### GIVEN PROBLEM 1
In the geology abstracts below, which people does the piece on the Puget lowland earthquake name?
### GIVEN PROBLEM 2
Can you continue the geology abstracts below, starting after the line that ends "Pages 477-480."?

### SELECTION
****

This paper presents the results of the first detailed study (carried out in May 2003) of methane flux from mud volcanoes in eastern Azerbaijan, the territory with the world's largest mud volcanoes and the densest mud volcano population. Although the phenomenon of mud volcanism has being studied extensively in the past years, the importance of the global gas emission from mud volcanoes in the atmosphere budget and climate change remains uncertain mainly because of the lack of reliable direct flux measurements. The results presented in our paper imply that mud volcanoes emit significant amounts of greenhouse gas (methane) into the atmosphere, and this previously unrecognized source is comparable (by size) with other anthropogenic and natural sources of methane. This new finding opens a wide window of opportunity for geoscientists and atmosphere scientists and calls for additional measurements of gas flux from around the world to better constrain the contribution of mud volcanoes to the global sources of methane in the atmosphere.
Land-level changes from a late Holocene earthquake in the northern Puget lowland, Washington
Harvey Kelsey, Humboldt State University, Department of Geology, Arcata, CA 95521, U.S.A., et al. Pages 469-472.
A magnitude 6.5–7 earthquake struck the northern Puget Sound (Washington) area ca. 3000 years ago, resulting in abrupt uplift of the ground surface. The earthquake was discovered by geologists Harvey Kelsey (Humboldt State University, Arcata, California) and Brian Sherrod (U.S. Geological Survey) while investigating the record of sea level rise at coastal marshes on central Whidbey Island. The geologists noted that sea level abruptly dropped at one marsh relative to the other ca. 3000 years ago, which was odd because the two marshes are only a few miles from each other. Following up on a hunch that the reason for odd sea level behavior was an earthquake, Kelsey and Sherrod teamed up with coauthors Sam Johnson and Shawn Dadisman of the U.S. Geological Survey; these two marine geologists looked for evidence of the earthquake in seismic records in the ocean floor just offshore of the marshes. Johnson and Dadisman found that a fault, which probably caused the earthquake, cuts the seafloor and runs right between the two marshes. Kelsey and colleagues discovery of a prehistoric earthquake 3000 years ago in the northern Puget lowland is doubly shaky. That is, the region not only is prone to seismic shaking from subduction zone earthquakes offshore but also from magnitude 6.5–7 earthquakes that will let loose right beneath your feet, if your feet are standing somewhere in the urbanized coastal corridor from Everett, Washington north to the Canadian border.
Less ice, less tilt, less chill: The influence of a seasonally ice-free Arctic Ocean and reduced obliquity on early Paleogene climate
Jacob Sewall and Lisa Sloan, University of California, Santa Cruz, Earth Sciences, Santa Cruz, CA 95064, U.S.A. Pages 477-480.

****

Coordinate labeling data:
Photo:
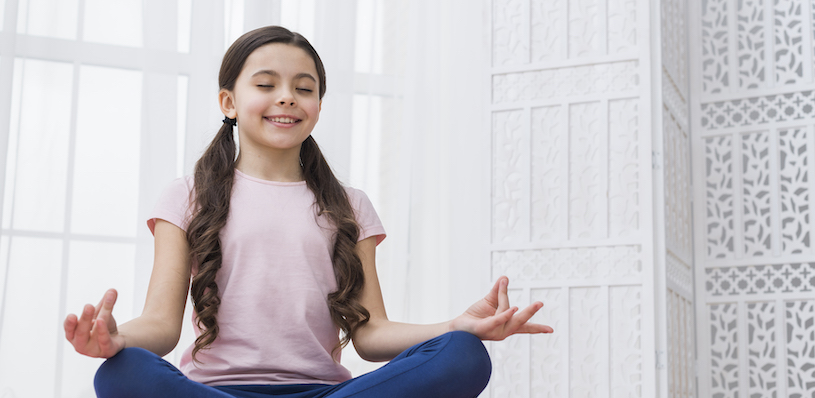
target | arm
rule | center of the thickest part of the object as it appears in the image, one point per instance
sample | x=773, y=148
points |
x=158, y=329
x=491, y=318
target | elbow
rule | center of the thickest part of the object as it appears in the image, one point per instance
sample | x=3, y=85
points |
x=367, y=346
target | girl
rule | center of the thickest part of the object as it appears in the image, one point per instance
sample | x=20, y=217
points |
x=282, y=261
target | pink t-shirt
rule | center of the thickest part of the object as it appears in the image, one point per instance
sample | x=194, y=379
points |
x=274, y=322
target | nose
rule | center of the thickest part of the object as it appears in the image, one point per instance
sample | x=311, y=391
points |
x=286, y=98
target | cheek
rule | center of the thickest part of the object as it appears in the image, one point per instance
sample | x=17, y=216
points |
x=254, y=104
x=313, y=110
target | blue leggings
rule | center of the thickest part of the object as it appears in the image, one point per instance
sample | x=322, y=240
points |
x=452, y=365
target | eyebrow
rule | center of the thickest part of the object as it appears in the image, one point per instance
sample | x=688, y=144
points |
x=275, y=74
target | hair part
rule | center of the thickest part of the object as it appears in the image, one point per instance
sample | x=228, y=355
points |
x=214, y=178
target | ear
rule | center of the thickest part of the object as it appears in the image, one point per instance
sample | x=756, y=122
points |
x=227, y=103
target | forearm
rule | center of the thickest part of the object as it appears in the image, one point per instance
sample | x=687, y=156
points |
x=382, y=340
x=150, y=333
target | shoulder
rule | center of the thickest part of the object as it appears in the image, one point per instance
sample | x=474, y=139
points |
x=174, y=204
x=367, y=217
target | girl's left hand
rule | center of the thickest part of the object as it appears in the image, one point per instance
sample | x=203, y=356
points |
x=491, y=318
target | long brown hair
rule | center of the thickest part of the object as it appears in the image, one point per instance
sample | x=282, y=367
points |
x=214, y=177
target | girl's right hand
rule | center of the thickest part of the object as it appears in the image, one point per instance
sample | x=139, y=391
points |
x=95, y=334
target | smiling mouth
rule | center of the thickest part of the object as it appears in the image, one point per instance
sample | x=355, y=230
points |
x=286, y=120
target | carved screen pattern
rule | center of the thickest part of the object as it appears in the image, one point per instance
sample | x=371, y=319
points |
x=724, y=358
x=795, y=190
x=719, y=194
x=756, y=211
x=761, y=350
x=715, y=63
x=760, y=279
x=789, y=22
x=773, y=169
x=800, y=344
x=752, y=44
x=758, y=111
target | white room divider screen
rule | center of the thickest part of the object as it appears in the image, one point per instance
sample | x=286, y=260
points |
x=572, y=219
x=752, y=100
x=610, y=120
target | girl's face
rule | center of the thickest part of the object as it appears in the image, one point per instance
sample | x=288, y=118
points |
x=275, y=99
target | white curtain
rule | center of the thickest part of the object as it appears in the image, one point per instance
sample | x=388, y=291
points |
x=103, y=103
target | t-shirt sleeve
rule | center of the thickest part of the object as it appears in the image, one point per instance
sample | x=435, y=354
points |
x=174, y=205
x=368, y=220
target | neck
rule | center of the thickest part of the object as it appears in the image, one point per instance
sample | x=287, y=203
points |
x=283, y=166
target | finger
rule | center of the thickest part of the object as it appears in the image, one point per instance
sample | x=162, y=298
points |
x=534, y=328
x=492, y=296
x=500, y=320
x=83, y=327
x=523, y=316
x=503, y=298
x=70, y=326
x=103, y=338
x=107, y=303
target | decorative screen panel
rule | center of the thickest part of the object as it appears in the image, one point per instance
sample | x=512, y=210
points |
x=753, y=129
x=570, y=192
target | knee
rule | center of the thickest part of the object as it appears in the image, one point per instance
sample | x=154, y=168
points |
x=473, y=361
x=118, y=372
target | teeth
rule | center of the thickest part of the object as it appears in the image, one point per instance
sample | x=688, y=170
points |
x=282, y=119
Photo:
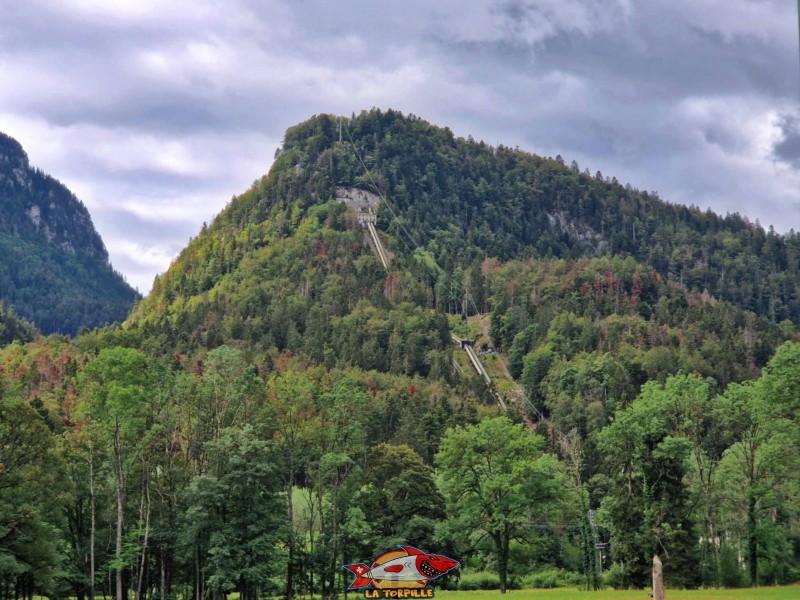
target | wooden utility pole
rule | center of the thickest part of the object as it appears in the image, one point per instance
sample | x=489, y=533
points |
x=658, y=579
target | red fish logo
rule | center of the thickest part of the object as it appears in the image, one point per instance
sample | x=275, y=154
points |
x=406, y=567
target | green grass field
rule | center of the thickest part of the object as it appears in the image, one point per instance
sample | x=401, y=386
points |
x=763, y=593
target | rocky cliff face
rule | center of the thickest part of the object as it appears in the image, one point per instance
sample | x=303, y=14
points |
x=54, y=267
x=38, y=207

****

### TASK RESPONSE 1
Harvey Kelsey, Brian Sherrod, Sam Johnson, Shawn Dadisman

### TASK RESPONSE 2
The early Paleogene is a time in Earth's history that extends from 65 to 45 million years before present. Earth's climate during the early Paleogene was markedly different from Earth's climate today. Notable features of early Paleogene climate include polar temperatures that were significantly warmer than today (early Paleogene crocodiles have been found near Greenland) and seasonal temperature ranges in the centers of large continents (for example, Siberia and mid-western North America) that resemble the temperature ranges currently found in coastal California or Japan. For over twenty years, climate scientists have searched for the mechanism through which such a low range of seasonal temperatures could be achieved. Our climate modeling experiments suggest that the low seasonal temperature ranges of early Paleogene continental interiors can be achieved by reducing the tilt of Earth's rotational axis. When this reduced axial tilt is combined with increased global warmth from high greenhouse gas concentrations, our modeled early Paleogene climate matches climate data from the early Paleogene quite well.
Modeling ocean floor spreading rates through time: The matrix reloaded
Robert Demicco, State University of New York, Binghamton, Department of Geological Sciences and Environmental Studies, Binghamton, NY 13902-6000, U.S.A. Pages 485-488.
This paper sets up a procedure for modeling seafloor generation and destruction. The model is very general and allows for a variety of scenarios of crust production and destruction that can account for the present-day distribution of seafloor.
Experimental constraints on magma ascent rate for the Crater Flat volcanic zone hawaiite
Mike Nicholis and Malcolm Rutherford, Brown University, Geological Sciences, Providence, Rhode Island 02912, U.S.A.. Pages 489-492.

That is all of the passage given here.